» Document passage
_ _ _ _ _ _ _

Wednesday, 6 May 2009

JVCD [* * * * * *]


Jean Claude Van Damme's incredibly difficult to write about. For me. He's a hunk, an animal activist with a passion - he goes straight to the top of my list for droolworthy.

But his life's been a mess, as is his career. His personal life is screwy, been divorced 4 times, bitterly. He's got just the kind of male attitude I hate - over the top insensitive and colouring all it touches with a rough monochrome self-centered brush. Bipolar.

Sued several times and criticized as a fake action star (falsely - he's a fighter), he's been unable to shake off his french accent which has affected his career. The media hate him and his fans, like me, try as I might, can't find anything to prove he's wonderful inside. He's handled his life as poorly as any of us.

You'd think he couldn't make a bad movie until you see the junk he's acted in. Not just junk movies, but incredibly juvenile over-acting to go with the b-grade beef-flicks. I felt martyred to even have to watch them.;/

AND THEN ... he makes JVCD!! What a treat. A wonderful view into the world of a 47 yr old man.

_ _ _ _ _ _ _

Collected data:

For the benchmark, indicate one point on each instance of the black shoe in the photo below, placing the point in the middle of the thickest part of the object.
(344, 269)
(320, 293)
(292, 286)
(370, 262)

_ _ _ _ _ _ _

» Required tasks
(1) Answer these about the blog post on Jean Claude Van Damme:
(a) How many times has he been divorced?
(b) What has he been unable to shake off that affected his career?
(c) How old is the man whose world JVCD gives a view into?
(2) Write out the part of the blog post on Jean Claude Van Damme starting with "But his life's" and going on through "self-centered brush. Bipolar.".

» Solutions to the problems
(1)
(a) 4 times
(b) His French accent
(c) 47

(2)
But his life's been a mess, as is his career. His personal life is screwy, been divorced 4 times, bitterly. He's got just the kind of male attitude I hate - over the top insensitive and colouring all it touches with a rough monochrome self-centered brush. Bipolar.